▸ EXERCISE GOAL
Your answer should be the line containing "Expected: for every instance of the blue" and each line after it through the end of the data below, repeated exactly.

*** Opening SOURCE MATERIAL ***

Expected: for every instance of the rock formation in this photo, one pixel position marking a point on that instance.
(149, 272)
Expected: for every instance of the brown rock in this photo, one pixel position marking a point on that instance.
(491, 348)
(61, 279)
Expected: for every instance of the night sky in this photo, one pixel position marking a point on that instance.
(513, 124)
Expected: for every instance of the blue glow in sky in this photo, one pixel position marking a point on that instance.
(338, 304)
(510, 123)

*** Closing SOURCE MATERIAL ***

▸ SOLUTION
Expected: for every instance of the blue glow in sky in this photo, one pixel position marking a point on that instance.
(338, 304)
(510, 123)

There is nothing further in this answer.